Please write out the data below word for word, changing nothing.

### ENTRIES SHOWN

- - - -

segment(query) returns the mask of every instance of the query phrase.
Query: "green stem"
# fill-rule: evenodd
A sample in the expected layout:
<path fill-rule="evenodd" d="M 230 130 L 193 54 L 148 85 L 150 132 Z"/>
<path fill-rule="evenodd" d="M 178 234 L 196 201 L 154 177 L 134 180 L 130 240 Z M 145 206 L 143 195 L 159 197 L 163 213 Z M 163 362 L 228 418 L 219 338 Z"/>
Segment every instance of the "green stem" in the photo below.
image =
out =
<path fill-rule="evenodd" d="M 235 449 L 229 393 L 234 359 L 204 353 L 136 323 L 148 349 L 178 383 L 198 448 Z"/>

- - - -

### EXERCISE SOLUTION
segment(query) returns the mask of every instance of the query phrase.
Query: "green stem"
# fill-rule: evenodd
A sample in the expected layout:
<path fill-rule="evenodd" d="M 230 130 L 193 54 L 148 85 L 150 132 Z"/>
<path fill-rule="evenodd" d="M 178 234 L 196 201 L 154 177 L 134 180 L 130 240 Z M 145 206 L 143 195 L 159 197 L 163 213 Z M 163 362 L 228 418 L 219 338 Z"/>
Segment every instance of the "green stem" in the photo below.
image =
out =
<path fill-rule="evenodd" d="M 235 449 L 229 393 L 234 359 L 204 353 L 136 323 L 148 349 L 178 383 L 198 448 Z"/>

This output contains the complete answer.